• Exercise: Quote every line below exactly as it reads.
....................
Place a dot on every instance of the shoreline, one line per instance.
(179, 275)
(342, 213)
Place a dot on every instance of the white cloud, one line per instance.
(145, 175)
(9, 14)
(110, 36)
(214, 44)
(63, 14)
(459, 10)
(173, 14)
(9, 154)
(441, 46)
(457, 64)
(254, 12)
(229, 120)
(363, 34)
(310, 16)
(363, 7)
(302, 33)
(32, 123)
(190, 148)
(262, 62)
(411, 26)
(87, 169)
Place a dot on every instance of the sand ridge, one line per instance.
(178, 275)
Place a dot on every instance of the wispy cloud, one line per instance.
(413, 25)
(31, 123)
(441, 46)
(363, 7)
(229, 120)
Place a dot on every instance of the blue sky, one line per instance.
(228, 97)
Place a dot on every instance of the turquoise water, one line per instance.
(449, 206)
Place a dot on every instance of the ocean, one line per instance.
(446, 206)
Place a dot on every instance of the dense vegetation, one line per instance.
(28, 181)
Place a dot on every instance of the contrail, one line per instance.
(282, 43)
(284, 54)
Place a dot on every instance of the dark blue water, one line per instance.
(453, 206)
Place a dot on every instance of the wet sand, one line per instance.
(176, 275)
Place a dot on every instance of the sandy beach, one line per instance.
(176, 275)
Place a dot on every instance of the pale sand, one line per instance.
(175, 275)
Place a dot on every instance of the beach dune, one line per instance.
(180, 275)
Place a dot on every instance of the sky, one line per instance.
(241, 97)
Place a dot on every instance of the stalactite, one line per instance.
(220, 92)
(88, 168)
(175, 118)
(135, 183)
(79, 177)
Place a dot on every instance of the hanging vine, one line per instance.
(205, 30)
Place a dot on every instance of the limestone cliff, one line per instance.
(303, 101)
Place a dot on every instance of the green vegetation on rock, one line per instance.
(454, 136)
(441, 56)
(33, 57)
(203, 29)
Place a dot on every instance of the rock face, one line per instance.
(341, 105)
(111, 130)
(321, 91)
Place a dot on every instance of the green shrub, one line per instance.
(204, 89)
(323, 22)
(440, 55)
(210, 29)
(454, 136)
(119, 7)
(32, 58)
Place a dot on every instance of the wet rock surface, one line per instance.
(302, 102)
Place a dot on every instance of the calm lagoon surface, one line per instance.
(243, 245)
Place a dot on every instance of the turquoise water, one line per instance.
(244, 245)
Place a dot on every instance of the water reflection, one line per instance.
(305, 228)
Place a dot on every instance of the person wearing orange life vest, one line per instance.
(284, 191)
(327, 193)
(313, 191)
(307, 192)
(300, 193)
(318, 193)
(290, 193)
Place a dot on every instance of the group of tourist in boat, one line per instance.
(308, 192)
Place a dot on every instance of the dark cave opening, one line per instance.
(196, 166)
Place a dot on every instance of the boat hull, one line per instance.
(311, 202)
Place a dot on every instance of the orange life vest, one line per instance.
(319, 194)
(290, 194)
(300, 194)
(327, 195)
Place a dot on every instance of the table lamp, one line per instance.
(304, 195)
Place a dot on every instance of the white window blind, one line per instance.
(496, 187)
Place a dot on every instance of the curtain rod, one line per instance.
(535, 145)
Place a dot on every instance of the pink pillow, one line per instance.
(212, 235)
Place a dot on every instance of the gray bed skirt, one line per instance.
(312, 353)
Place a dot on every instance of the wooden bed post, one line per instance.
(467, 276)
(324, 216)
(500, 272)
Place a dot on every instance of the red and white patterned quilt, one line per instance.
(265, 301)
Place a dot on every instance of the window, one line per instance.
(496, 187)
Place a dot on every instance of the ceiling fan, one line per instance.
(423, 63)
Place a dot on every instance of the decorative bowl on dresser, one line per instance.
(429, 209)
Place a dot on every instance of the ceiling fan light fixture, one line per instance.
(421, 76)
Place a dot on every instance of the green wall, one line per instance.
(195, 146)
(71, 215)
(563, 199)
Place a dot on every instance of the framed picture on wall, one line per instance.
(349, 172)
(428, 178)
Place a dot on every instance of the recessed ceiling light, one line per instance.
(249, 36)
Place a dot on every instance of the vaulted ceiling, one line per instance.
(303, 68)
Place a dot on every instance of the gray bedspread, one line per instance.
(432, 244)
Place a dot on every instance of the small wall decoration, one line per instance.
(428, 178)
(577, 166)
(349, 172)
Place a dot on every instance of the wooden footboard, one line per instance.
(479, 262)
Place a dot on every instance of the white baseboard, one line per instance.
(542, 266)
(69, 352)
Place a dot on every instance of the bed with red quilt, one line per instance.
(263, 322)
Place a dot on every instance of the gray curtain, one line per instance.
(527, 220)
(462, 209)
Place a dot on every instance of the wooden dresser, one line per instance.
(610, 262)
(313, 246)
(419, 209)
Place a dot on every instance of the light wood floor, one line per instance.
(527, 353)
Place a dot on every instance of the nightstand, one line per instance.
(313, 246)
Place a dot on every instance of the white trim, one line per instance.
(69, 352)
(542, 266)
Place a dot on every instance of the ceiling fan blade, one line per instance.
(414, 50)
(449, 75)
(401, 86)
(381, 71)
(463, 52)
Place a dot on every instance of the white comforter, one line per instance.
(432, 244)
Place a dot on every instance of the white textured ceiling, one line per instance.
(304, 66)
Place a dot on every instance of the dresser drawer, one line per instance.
....................
• Written solution:
Place a dot on every instance of the shoreline, one line per instance.
(179, 275)
(342, 213)
Place a dot on every instance of the white cloud, one line per instance.
(145, 175)
(9, 14)
(110, 36)
(214, 44)
(63, 14)
(459, 10)
(173, 14)
(9, 154)
(441, 46)
(457, 64)
(254, 12)
(229, 120)
(363, 34)
(310, 16)
(363, 7)
(302, 33)
(32, 123)
(190, 148)
(262, 62)
(411, 26)
(87, 169)
Place a dot on every instance of the sand ridge, one line per instance.
(178, 275)
Place a dot on every instance of the wispy cloud, one line per instance.
(413, 25)
(31, 123)
(441, 46)
(363, 7)
(229, 120)
Place a dot on every instance of the blue sky, one line per instance.
(228, 97)
Place a dot on every instance of the turquoise water, one line per instance.
(449, 206)
Place a dot on every instance of the ocean, one line per instance.
(446, 206)
Place a dot on every instance of the dense vegetation, one line per instance.
(28, 181)
Place a dot on every instance of the contrail, one line per instance.
(282, 43)
(284, 54)
Place a dot on every instance of the dark blue water, one line per instance.
(453, 206)
Place a dot on every instance of the wet sand, one line per instance.
(176, 275)
Place a dot on every instance of the sandy beach, one line per instance.
(176, 275)
Place a dot on every instance of the pale sand, one line per instance.
(175, 275)
Place a dot on every instance of the beach dune, one line per instance.
(180, 275)
Place a dot on every instance of the sky, one line per instance.
(241, 97)
Place a dot on every instance of the stalactite, one line per instance.
(220, 92)
(88, 168)
(175, 118)
(135, 183)
(79, 177)
Place a dot on every instance of the hanging vine, one line per instance.
(205, 30)
Place a dot on every instance of the limestone cliff, one line per instance.
(303, 101)
Place a dot on every instance of the green vegetation on rock, one line per instance.
(454, 136)
(441, 56)
(33, 57)
(203, 29)
Place a dot on every instance of the rock face, one line per instance.
(341, 105)
(111, 130)
(321, 91)
Place a dot on every instance of the green shrub, one line per instance.
(204, 89)
(323, 22)
(440, 55)
(210, 29)
(454, 136)
(119, 7)
(32, 58)
Place a dot on every instance of the wet rock surface, one line per instance.
(302, 102)
Place a dot on every instance of the calm lagoon surface, one line per instance.
(243, 245)
Place a dot on every instance of the turquoise water, one line per instance.
(244, 245)
Place a dot on every instance of the water reflection, one line per instance.
(305, 228)
Place a dot on every instance of the person wearing orange life vest, one line per instance.
(284, 191)
(327, 193)
(313, 191)
(307, 192)
(300, 193)
(318, 193)
(290, 193)
Place a dot on every instance of the group of tourist in boat, one line per instance.
(308, 192)
Place a dot on every instance of the dark cave opening, one line per instance.
(196, 166)
Place a dot on every instance of the boat hull, one line per instance.
(311, 202)
Place a dot on every instance of the orange life vest, one line per instance.
(319, 194)
(290, 194)
(300, 194)
(327, 195)
Place a dot on every instance of the table lamp, one line per instance.
(304, 195)
Place a dot on every instance of the white window blind, one line per instance.
(496, 187)
Place a dot on every instance of the curtain rod, one line per instance.
(535, 145)
Place a dot on every instance of the pink pillow, one line per instance.
(212, 235)
Place a dot on every instance of the gray bed skirt, one line per instance.
(312, 353)
Place a dot on every instance of the wooden bed post, one line per instance.
(467, 276)
(324, 216)
(500, 272)
Place a dot on every instance of the red and white patterned quilt, one line per instance.
(265, 301)
Place a dot on every instance of the window, one line per instance.
(496, 187)
Place a dot on every instance of the ceiling fan, one line per instance.
(423, 63)
Place a dot on every instance of the decorative bowl on dresser, one line per instance.
(429, 209)
Place a dot on every instance of the ceiling fan light fixture, one line per instance.
(421, 76)
Place a dot on every instance of the green wall, one line per instance.
(195, 146)
(71, 215)
(563, 199)
Place a dot on every instance of the framed picture on wall, one line per instance.
(349, 172)
(428, 178)
Place a dot on every instance of the recessed ceiling light, one line per instance.
(249, 36)
Place a dot on every instance of the vaulted ceiling, one line per instance.
(303, 68)
Place a dot on every instance of the gray bedspread, one line per instance.
(432, 244)
Place a dot on every instance of the small wall decoration, one line per instance.
(428, 178)
(577, 166)
(349, 172)
Place a dot on every instance of the wooden footboard, one line per instance.
(479, 262)
Place a dot on every instance of the white baseboard, one line per instance.
(542, 266)
(69, 352)
Place a dot on every instance of the bed with red quilt, one line per instance.
(263, 322)
Place a dot on every instance of the gray curtain, one line per instance.
(527, 220)
(462, 209)
Place a dot on every instance of the wooden dresser, one line per instance.
(610, 262)
(313, 246)
(419, 209)
Place a dot on every instance of the light wood floor, one line per instance.
(527, 353)
Place a dot on every instance of the nightstand, one line per instance.
(313, 246)
Place a dot on every instance of the white trim, one line per instance.
(69, 352)
(542, 266)
Place a dot on every instance of the ceiling fan blade, one line per instance.
(414, 50)
(449, 75)
(401, 86)
(381, 71)
(463, 52)
Place a dot on every instance of the white comforter, one line per instance.
(432, 244)
Place a dot on every instance of the white textured ceiling, one line per instance.
(304, 66)
Place a dot on every instance of the dresser drawer, one line per instance.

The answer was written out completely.